* Begin Dataset rows *
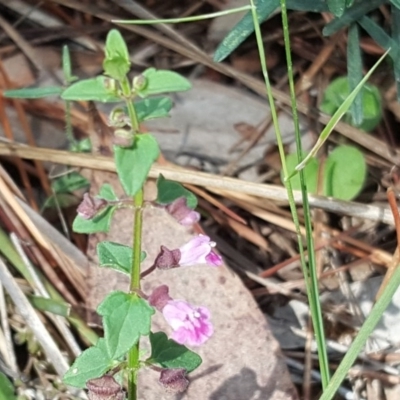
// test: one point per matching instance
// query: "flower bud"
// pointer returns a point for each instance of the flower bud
(160, 297)
(174, 380)
(110, 84)
(139, 83)
(90, 206)
(123, 137)
(118, 118)
(104, 388)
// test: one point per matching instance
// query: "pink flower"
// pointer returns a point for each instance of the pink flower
(182, 213)
(191, 324)
(199, 251)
* End Dataset rows *
:: What you will do ::
Lay out the data above as a two-column CSV headed input and output, with one row for each text-and-answer pair. Put each value in a single quoted field with its line breaks replaced by spaces, and omit the pictures.

:: Problem solution ::
input,output
"// test: one point per matching instance // query: ""flower bud"" // pointer returns a point for each instance of the flower bud","(160, 297) (174, 380) (110, 84) (139, 83) (90, 206) (123, 137) (118, 118) (104, 388)"
"// test: one point per matching instance // query: ""pink flower"" // pointer returns a point for each instance of the pink flower","(182, 213) (191, 324) (199, 251)"